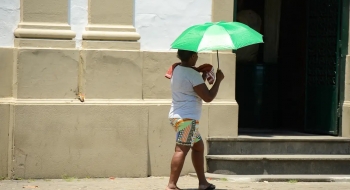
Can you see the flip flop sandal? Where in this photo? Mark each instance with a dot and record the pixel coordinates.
(211, 187)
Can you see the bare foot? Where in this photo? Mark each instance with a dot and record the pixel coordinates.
(172, 188)
(207, 186)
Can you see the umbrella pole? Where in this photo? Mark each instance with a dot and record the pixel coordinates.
(217, 55)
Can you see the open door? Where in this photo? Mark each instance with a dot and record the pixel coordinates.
(323, 60)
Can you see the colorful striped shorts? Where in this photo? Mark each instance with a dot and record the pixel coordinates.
(186, 131)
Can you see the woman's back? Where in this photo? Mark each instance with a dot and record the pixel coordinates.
(185, 102)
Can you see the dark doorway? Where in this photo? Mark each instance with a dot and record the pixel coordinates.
(309, 73)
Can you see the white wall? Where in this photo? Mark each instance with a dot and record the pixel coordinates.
(9, 19)
(158, 22)
(78, 18)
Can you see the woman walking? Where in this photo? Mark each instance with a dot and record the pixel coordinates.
(188, 90)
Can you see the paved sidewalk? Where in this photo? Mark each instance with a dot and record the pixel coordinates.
(159, 183)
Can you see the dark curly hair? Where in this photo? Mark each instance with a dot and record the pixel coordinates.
(184, 55)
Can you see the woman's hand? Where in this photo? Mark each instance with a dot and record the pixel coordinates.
(204, 76)
(219, 75)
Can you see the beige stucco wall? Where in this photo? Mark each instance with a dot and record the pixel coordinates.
(6, 72)
(346, 106)
(80, 140)
(4, 138)
(47, 73)
(120, 130)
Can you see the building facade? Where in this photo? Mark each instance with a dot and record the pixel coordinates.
(82, 86)
(82, 95)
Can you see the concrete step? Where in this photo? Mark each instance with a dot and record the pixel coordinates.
(282, 145)
(276, 178)
(278, 164)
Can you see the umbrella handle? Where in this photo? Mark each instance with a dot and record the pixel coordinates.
(217, 55)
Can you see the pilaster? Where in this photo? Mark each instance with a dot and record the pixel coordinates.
(44, 19)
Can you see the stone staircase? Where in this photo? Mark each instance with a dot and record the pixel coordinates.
(279, 155)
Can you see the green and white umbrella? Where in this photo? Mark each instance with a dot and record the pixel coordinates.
(217, 36)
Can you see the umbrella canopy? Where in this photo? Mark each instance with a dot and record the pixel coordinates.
(217, 36)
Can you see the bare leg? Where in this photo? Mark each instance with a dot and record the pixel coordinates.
(176, 165)
(198, 163)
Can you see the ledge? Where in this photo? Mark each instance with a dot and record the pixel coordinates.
(44, 33)
(111, 36)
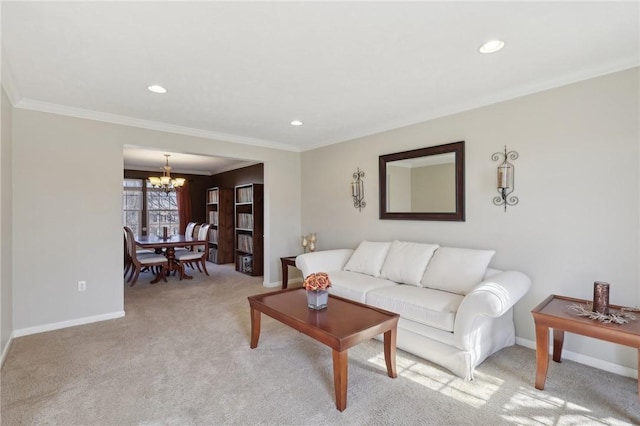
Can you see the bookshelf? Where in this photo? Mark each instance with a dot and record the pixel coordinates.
(249, 256)
(219, 214)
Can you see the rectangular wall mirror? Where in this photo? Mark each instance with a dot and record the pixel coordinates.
(423, 184)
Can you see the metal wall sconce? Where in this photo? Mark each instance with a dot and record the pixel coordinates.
(505, 178)
(357, 190)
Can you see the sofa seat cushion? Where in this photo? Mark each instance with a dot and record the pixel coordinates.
(368, 258)
(355, 286)
(456, 270)
(426, 306)
(406, 262)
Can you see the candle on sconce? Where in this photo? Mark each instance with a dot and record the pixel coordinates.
(601, 297)
(503, 178)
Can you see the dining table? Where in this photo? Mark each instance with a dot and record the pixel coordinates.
(168, 245)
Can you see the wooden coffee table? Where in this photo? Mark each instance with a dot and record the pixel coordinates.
(553, 313)
(341, 325)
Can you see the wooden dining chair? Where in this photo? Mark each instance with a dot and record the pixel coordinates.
(188, 232)
(140, 261)
(196, 256)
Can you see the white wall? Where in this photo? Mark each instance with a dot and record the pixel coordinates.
(6, 296)
(67, 212)
(577, 178)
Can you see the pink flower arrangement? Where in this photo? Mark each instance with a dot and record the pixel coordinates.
(317, 281)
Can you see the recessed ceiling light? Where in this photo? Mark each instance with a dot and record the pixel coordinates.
(491, 46)
(157, 89)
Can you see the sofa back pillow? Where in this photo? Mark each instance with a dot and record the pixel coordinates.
(456, 270)
(368, 258)
(406, 262)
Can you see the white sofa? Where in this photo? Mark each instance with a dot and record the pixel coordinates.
(454, 310)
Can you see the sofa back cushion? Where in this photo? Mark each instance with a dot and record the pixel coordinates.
(406, 262)
(368, 258)
(456, 270)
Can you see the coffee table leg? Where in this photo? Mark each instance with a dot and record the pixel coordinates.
(558, 341)
(638, 373)
(542, 355)
(390, 352)
(340, 374)
(255, 327)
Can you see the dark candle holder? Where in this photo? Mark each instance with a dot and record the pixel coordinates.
(601, 297)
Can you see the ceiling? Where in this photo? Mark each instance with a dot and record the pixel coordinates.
(242, 71)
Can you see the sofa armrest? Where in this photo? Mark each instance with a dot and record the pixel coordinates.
(323, 261)
(492, 298)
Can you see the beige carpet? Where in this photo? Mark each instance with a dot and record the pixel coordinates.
(181, 357)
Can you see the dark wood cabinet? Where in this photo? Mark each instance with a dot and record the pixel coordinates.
(219, 213)
(249, 231)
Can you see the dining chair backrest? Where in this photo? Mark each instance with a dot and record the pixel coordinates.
(131, 243)
(203, 234)
(189, 230)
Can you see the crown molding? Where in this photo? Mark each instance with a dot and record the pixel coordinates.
(576, 77)
(33, 105)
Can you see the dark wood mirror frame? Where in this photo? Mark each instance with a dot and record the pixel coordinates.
(458, 215)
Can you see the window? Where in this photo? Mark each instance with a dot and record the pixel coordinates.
(146, 210)
(162, 210)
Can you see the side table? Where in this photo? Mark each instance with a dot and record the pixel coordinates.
(286, 262)
(553, 313)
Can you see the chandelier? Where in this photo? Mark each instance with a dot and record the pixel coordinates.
(165, 182)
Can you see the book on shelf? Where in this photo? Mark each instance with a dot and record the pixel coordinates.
(245, 220)
(245, 263)
(245, 243)
(212, 197)
(244, 194)
(213, 218)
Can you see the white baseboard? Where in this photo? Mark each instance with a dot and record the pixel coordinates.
(586, 360)
(65, 324)
(5, 350)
******
* Exercise prompt:
Would it be possible to reproduce the material word for word, images omitted?

* Solution to this exercise:
Can you see the flip flop sandal? Where in this photo? Mark each instance with a dot and record the pixel coordinates.
(211, 187)
Can you see the bare foot? Where in this photo? Mark each instance with a dot and record the pixel coordinates.
(172, 188)
(207, 186)
Can you see the umbrella pole? Where in this photo? Mark each instance with a dot and record the pixel coordinates.
(217, 55)
Can you see the open door? Where in this photo? Mark each instance with a dot and record the pixel coordinates.
(323, 60)
Can you see the colorful striped shorts? Where in this photo? Mark each instance with a dot and record the pixel coordinates.
(186, 131)
Can you see the woman's back? Where in this photo? Mark each instance with a dot and record the pixel coordinates.
(185, 102)
Can you see the dark doorway? Where in this photo? Mark each instance with a dot and record the pixel coordinates.
(309, 73)
Can you see the white wall? Where in this photo? Mark each instance with a dot and record the pixel coordinates.
(9, 19)
(158, 22)
(78, 18)
Can you see the woman walking? Where in this photo? Mark each instance with a dot and record the pixel coordinates.
(188, 90)
Can you see the paved sidewalk? Where in this photo? Mark each instance with a dot and record the pixel coordinates.
(159, 183)
Can you see the dark curly hair? Where in this photo? Mark each instance with a dot and record the pixel coordinates.
(184, 55)
Can you see the woman's hand? Where in this photo? Mark each instance with a dot and record the pixel coordinates.
(204, 76)
(219, 75)
Can you see the beige stucco wall? Where in this photo? Mark each instance with a dot and record the pixel coordinates.
(6, 72)
(346, 106)
(80, 140)
(4, 138)
(47, 73)
(120, 130)
Can you see the building facade? Where in this photo? Mark each instance with a dot and record the pixel coordinates.
(82, 86)
(82, 95)
Can you see the concrete step? Where in this photo? Mark each instance with a dot and record the pixel coordinates.
(282, 145)
(276, 178)
(278, 164)
Can you see the umbrella handle? Where in this photo? Mark each instance with a dot and record the pixel coordinates.
(217, 55)
Can you see the pilaster? Where in this photo? Mark each instance with a dot and record the pixel coordinates.
(44, 19)
Can you see the stone staircase? Where in this photo? Mark each instance with a dot and record the pixel coordinates.
(279, 155)
Can you see the green and white umbrella? Where in this photo? Mark each instance with a dot and record the pixel coordinates.
(217, 36)
Can you see the umbrella canopy? Where in this photo? Mark each instance with a dot and record the pixel coordinates.
(217, 36)
Can you see the bare leg? Where in this photo? Mark each instance with a dot and record the pixel coordinates.
(176, 165)
(198, 163)
Can you see the ledge? Where in this photo? Mark each instance with a dot and record the pixel coordinates.
(44, 33)
(111, 36)
Can you see the bookshelf? Where in this photo? Mark each instance with a dot and record the pixel coordinates.
(249, 256)
(219, 214)
Can you see the rectangular wall mirror? Where in this photo? Mark each instance with a dot and record the pixel coordinates.
(423, 184)
Can you see the metal wall sconce? Where in this photo? Mark each instance with a dot and record the pixel coordinates.
(505, 178)
(357, 190)
Can you see the sofa seat cushion? Where in this photo? Mark each instance with a dot and record the pixel coordinates.
(368, 258)
(355, 286)
(456, 270)
(426, 306)
(406, 262)
Can you see the candle on sconce? Where in this photo? Mark each instance with a dot and record the pixel coordinates.
(601, 297)
(503, 178)
Can you see the dining table? Where in this photo? Mark each instance with a dot and record the pixel coordinates.
(168, 245)
Can you see the wooden coffee table? Where in this photo? Mark each instance with a dot and record the pixel coordinates.
(553, 313)
(341, 325)
Can you see the wooden dining chair? Where in this photo? Mark each instance with a dot and record the pixel coordinates.
(188, 232)
(140, 261)
(196, 256)
Can you see the white wall? Where in this photo? Mark each instance with a dot and record the pixel coordinates.
(6, 296)
(67, 212)
(577, 178)
Can you see the pink flower arrangement? Where in this photo? Mark each instance with a dot and record the pixel coordinates.
(317, 281)
Can you see the recessed ceiling light? Where in this photo? Mark each instance with a dot and record the pixel coordinates.
(491, 46)
(157, 89)
Can you see the sofa back pillow? Where in this photo? Mark each instance with a dot and record the pixel coordinates.
(456, 270)
(368, 258)
(406, 262)
Can you see the white sofa? Where in this photo? Mark each instance with a dot and record the pixel coordinates.
(454, 310)
Can you see the sofa back cushion? Where in this photo? Mark each instance with a dot and record the pixel coordinates.
(406, 262)
(368, 258)
(456, 270)
Can you see the coffee table leg? Where in this photo? Mark each instance with a dot and record the pixel coordinates.
(558, 341)
(638, 373)
(542, 355)
(390, 352)
(340, 374)
(255, 327)
Can you see the dark candle holder? Where in this photo? Mark each instance with a dot and record the pixel coordinates.
(601, 297)
Can you see the ceiling? Where in this photo? Mark each instance with a dot and record the pixel coordinates.
(242, 71)
Can you see the sofa armrest? Where in this photo? Mark each instance with a dot and record the pixel coordinates.
(323, 261)
(492, 298)
Can you see the beige carpet? Where in this photo? Mark each instance with a dot and record the pixel coordinates.
(181, 357)
Can you see the dark wood cabinet? Where in this photo? Mark each instance with a dot and record the pixel coordinates.
(219, 213)
(249, 231)
Can you see the dining chair backrest? Where in this photo? Mark each instance with a dot and record the pixel coordinates.
(131, 243)
(203, 234)
(189, 230)
Can you see the crown molding? Where in this photo? Mark each instance with a dot and record the pixel coordinates.
(576, 77)
(33, 105)
Can you see the dark wood mirror frame? Where in this photo? Mark each instance with a dot and record the pixel coordinates.
(458, 215)
Can you see the window? Where in this photo? Mark each instance with a dot and record the pixel coordinates.
(146, 210)
(162, 210)
Can you see the side table? Where in this photo? Mark each instance with a dot and record the pixel coordinates.
(286, 262)
(553, 313)
Can you see the chandelier? Where in this photo? Mark each instance with a dot and record the pixel coordinates.
(165, 182)
Can you see the book on shelf? Where in this photo? Mark each instance with a dot and record the pixel coordinates.
(245, 220)
(245, 263)
(245, 243)
(212, 197)
(244, 194)
(213, 218)
Can you see the white baseboard? Where in this photo? Mark each instance with a dot and record the pixel coordinates.
(586, 360)
(65, 324)
(5, 350)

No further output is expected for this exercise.